• Work to do
Revise the items below by replacing every occurrence of "keypoint" with "marker" and leaving all other text unchanged. Omit the pictures from the revised version.

--- start of Entries shown ---

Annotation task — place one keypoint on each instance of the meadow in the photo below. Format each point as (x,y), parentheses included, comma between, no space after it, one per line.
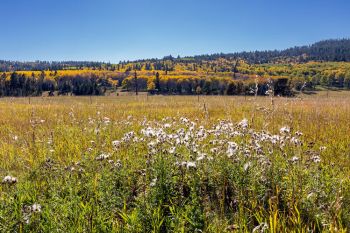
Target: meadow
(175,163)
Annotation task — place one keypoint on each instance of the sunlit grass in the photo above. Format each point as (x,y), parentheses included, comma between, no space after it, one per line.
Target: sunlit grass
(50,145)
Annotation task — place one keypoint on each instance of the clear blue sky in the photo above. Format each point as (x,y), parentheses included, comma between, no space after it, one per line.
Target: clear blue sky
(113,30)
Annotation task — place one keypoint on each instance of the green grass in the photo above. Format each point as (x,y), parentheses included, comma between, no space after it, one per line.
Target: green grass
(51,146)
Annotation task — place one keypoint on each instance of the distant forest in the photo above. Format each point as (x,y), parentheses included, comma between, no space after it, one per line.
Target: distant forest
(325,63)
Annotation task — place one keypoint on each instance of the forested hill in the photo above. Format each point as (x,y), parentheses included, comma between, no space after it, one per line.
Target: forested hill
(327,50)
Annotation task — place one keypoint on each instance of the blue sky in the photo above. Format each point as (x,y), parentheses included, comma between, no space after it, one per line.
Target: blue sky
(114,30)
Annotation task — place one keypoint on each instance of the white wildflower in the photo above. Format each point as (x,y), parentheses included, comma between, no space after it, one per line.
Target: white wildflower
(9,180)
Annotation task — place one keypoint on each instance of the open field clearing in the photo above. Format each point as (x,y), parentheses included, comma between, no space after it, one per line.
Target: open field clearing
(175,164)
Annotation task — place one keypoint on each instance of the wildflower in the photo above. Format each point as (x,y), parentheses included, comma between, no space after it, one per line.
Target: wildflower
(285,130)
(294,159)
(102,157)
(201,156)
(9,180)
(296,141)
(153,183)
(172,150)
(167,125)
(36,208)
(316,159)
(116,144)
(246,166)
(214,150)
(243,124)
(191,165)
(232,149)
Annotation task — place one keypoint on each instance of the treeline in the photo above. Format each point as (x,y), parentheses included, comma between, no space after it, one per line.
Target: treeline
(208,85)
(10,66)
(21,85)
(327,50)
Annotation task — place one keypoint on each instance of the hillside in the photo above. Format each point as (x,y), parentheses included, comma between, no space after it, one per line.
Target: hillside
(325,63)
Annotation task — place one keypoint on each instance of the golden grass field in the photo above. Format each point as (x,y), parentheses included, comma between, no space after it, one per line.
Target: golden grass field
(51,145)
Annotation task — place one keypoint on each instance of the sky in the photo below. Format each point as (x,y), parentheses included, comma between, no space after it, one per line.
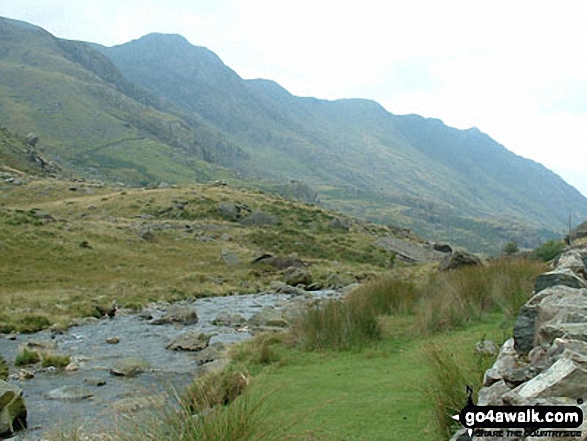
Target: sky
(517,70)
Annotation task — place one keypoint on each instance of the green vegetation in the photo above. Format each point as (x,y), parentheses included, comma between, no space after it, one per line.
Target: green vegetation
(549,250)
(510,248)
(67,246)
(105,113)
(55,360)
(26,356)
(337,325)
(3,369)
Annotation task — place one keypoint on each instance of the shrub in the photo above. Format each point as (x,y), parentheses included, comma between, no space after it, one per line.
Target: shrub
(454,298)
(389,296)
(26,356)
(510,248)
(549,250)
(448,390)
(55,360)
(337,324)
(3,369)
(215,388)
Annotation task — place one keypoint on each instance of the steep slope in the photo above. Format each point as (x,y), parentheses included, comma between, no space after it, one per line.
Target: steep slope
(447,183)
(18,157)
(89,117)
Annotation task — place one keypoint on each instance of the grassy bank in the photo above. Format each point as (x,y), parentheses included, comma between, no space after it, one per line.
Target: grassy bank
(66,246)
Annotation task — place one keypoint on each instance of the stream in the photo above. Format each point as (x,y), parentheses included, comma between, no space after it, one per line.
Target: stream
(168,370)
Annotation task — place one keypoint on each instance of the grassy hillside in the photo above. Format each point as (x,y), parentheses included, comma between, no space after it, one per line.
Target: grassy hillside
(66,245)
(161,110)
(91,119)
(456,185)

--- end of Entries shown ---

• Reply to the exercise
Annotation task — place one marker on each instance of the meadow in the photo below. Format each point as (x,y), parentheses included, comma between, no space after it, one per line.
Target: meadow
(175,163)
Annotation task — place one marker on each instance of the sunlit grass in the photo above. Format each point as (x,y), parentheses included, comma between, no space after it, one per line.
Target: sunlit grass
(50,145)
Annotation task — place one marker on each instance of the clear blue sky in the photo above. Format each point as (x,y), parentheses included, comma between, no space after it, one per line.
Target: clear blue sky
(113,30)
Annotation task — place one marker on each instance of the green grass in the photo above. Format each point as (x,y), parentheses included, comma between, no space after it, one per line.
Target: green grass
(51,146)
Annotation task — place one marker on each instance of the distant forest in the photo above. Format each point as (x,y), parentheses included, comma between, no space after it, one per line.
Target: distant forest
(325,63)
Annotation task — place one marker on each instance of the forested hill in the photo above. Format each point as (x,y), parentheses included, comma between, no space after it, one per line.
Target: forested hill
(327,50)
Annotation task — place one marker on each instance of the blue sky in the photo above. Format each point as (x,y), parentheses included, comma between, no space after it, one per line.
Target: blue sky
(114,30)
Annotation task — place one marker on each instance of the white wildflower in the photo above. Format each point as (x,y), parentheses included, comma between, no space after it, one per line.
Target: white wildflower
(9,180)
Annotation task — place one marker on each instance of the open field clearing in the photo above. Format each point as (x,y), parentheses included, comma between, no space after it, one per line.
Target: open field clearing
(175,164)
Annotation task — place one marker on each instance of the wildflower in the photo above. Format each point as (x,y), parentheses included, comma between, no space after it, one per line.
Target: wildflower
(285,130)
(294,159)
(102,157)
(201,156)
(9,180)
(296,141)
(153,183)
(172,150)
(167,125)
(36,208)
(316,159)
(116,144)
(246,166)
(214,150)
(243,124)
(191,165)
(232,149)
Annotation task — place one marker on each instance of the treeline in the photo above. Format each point as (x,y), parentheses included, comma between, no space after it, one per line.
Target: treeline
(208,85)
(10,66)
(21,85)
(327,50)
Annotation task — place one marker on each instance of the hillside in the photo above. Format each point as (x,y), parentheses included, comma between, no space after it, one per line.
Target: hillside
(325,63)
Annotation task — place one marker on each instance of the golden grass field in the photo above. Format each point as (x,y), parentheses included, comma between, no space after it, one per line.
Target: golden grass field
(51,145)
Annotation task — place one marker on each instance of the sky in the photo below. Format each point as (x,y), parentheses included, comma between, no space after it, one per line.
Target: sky
(517,70)
Annotation task — place one marker on each instance of the green vegetation in the photo above. Format each point as (x,y), parentheses included, comma between, no space after it, one per line.
Target: green vegetation
(549,250)
(510,248)
(67,246)
(105,113)
(55,360)
(26,356)
(337,325)
(3,369)
Annotation task — place one marker on each instance of the shrub in the photo above. Format each point as (x,y), parentheses included, comma between, no space after it, one per line.
Target: shrub
(454,298)
(389,296)
(26,356)
(510,248)
(549,250)
(448,390)
(55,360)
(337,324)
(3,369)
(215,388)
Annotation task — place one marker on each instance of the steep slope in the photo above. Format each point as (x,y), parentheses included, comma between, no space after it, one per line.
Target: steep slope
(447,183)
(18,157)
(89,117)
Annotation task — place one marker on each instance of the grassy bank in the photo above. Format each point as (x,y), parentheses included, comma between, no space after it, one per line.
Target: grassy bank
(66,246)
Annotation task — place one marker on each instance of the stream in the photo above. Format each point as (x,y), parentheses included, comma between, no space after it, one per line.
Target: stream
(168,370)
Annotation task — place one marker on each instance of the grassy hillside in the photo above. Format each point as (x,y), parentheses included, comma between, no space after it, one per line.
Target: grassy hillside
(66,245)
(161,110)
(91,119)
(456,185)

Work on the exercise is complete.